| Input data |
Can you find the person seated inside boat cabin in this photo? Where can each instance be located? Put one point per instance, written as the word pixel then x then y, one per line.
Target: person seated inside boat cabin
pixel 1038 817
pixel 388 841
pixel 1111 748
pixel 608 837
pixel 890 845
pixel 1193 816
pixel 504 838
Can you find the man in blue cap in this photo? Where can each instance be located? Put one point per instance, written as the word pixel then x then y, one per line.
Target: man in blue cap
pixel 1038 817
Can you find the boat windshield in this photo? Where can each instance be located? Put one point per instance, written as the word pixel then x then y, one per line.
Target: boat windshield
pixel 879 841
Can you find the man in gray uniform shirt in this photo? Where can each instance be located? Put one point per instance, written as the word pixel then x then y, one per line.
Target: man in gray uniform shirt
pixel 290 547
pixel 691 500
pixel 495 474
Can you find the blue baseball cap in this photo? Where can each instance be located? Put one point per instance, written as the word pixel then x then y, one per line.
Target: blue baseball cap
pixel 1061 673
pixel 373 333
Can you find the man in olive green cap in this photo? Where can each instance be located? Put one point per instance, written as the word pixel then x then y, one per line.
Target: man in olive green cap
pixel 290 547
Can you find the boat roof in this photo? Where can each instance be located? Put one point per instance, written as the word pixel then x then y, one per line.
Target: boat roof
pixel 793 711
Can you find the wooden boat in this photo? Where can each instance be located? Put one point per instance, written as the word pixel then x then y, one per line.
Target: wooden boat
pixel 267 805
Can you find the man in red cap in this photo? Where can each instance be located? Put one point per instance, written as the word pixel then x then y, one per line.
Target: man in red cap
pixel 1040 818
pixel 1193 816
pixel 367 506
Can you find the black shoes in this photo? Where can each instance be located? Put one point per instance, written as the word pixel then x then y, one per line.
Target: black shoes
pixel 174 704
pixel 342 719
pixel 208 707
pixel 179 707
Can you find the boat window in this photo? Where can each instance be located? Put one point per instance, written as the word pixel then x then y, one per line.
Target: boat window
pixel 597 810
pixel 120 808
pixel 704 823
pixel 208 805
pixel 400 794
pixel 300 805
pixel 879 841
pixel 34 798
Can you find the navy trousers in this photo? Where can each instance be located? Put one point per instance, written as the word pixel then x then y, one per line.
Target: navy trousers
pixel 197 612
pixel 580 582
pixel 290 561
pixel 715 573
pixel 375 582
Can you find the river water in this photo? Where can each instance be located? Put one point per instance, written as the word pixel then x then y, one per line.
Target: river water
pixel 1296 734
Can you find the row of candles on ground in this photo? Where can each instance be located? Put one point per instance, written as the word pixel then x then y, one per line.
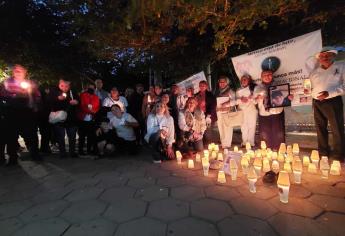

| Problem requirements |
Since the pictures are not wanted, transcribe only the rest of the material above, exactly as it stands.

| Your response |
Can you find the person seated inside boat cabin in this photo? Where can each instance be located? Put one point per instance, written as the word pixel then x then y, one per line.
Target: person seated inside boat cabin
pixel 1038 817
pixel 388 841
pixel 1111 748
pixel 608 837
pixel 890 845
pixel 1193 816
pixel 504 838
Can you find the man in blue cap in this photo? Where can each instance be located? Put one point per instance, written as the word pixel then x then y, one per line.
Target: man in blue cap
pixel 1038 817
Can you find the boat windshield in this photo? Where can each instance be located? Put one point per instance, written as the word pixel then x then y, one per line.
Target: boat windshield
pixel 879 841
Can you find the man in gray uniform shirt in this photo? Where can each instance be located? Put one point per instance, written as the word pixel then x then y, one per line.
Target: man in gray uniform shirt
pixel 290 547
pixel 691 500
pixel 495 474
Can you find the blue baseball cap in this photo? Where can each instance be located? Put one point per instance, written as the word pixel then x then y, one per line.
Target: blue baseball cap
pixel 1061 673
pixel 373 333
Can you find the man in olive green cap in this photo? Where can each instance be located? Put one point per instance, written as the word pixel then x then y, one per line.
Target: man in olive green cap
pixel 290 547
Can you find the boat roof in this photo? Where can each instance be located? Put one point per instance, written as the word pixel then x then y, one per line.
Target: boat roof
pixel 793 711
Can you find the wooden boat in this photo? Where can each instance be located? Put one point per instance, written as the word pixel then x then y, one per line.
Target: wooden boat
pixel 267 805
Can you find the man in red cap in this photo? Where can each instance be located? Put one point per instance, written as the word pixel then x then y, one per line.
Target: man in red cap
pixel 1040 818
pixel 1193 816
pixel 367 506
Can you find the black shoes in this photo? Where can each instance be located? Put one point per instance, written as the word pixel then x then y, one per line.
Target: black shoes
pixel 174 704
pixel 342 719
pixel 208 707
pixel 179 707
Can you find the boat window in this photo? Where can each instance be located? Put one point per instance, written as the word pixel then x then y, one per line.
Target: boat window
pixel 597 810
pixel 120 808
pixel 704 823
pixel 208 805
pixel 400 794
pixel 300 805
pixel 879 841
pixel 34 798
Can you find the navy trousers in this photo? Where can each instance be located? Put one point per instance, written as the word pixel then x then y, one per line.
Target: navy trousers
pixel 197 612
pixel 580 582
pixel 290 561
pixel 715 573
pixel 375 582
Can you find the river water in this photo? Where can each instance be located? Put one point per instance, written as the word pixel then x then y, one per line.
Target: river water
pixel 1296 734
Can you find the row of candles on ground in this photo? Where can each instance be located? Put one point per instance, written as the word pixel then x then y, one per line.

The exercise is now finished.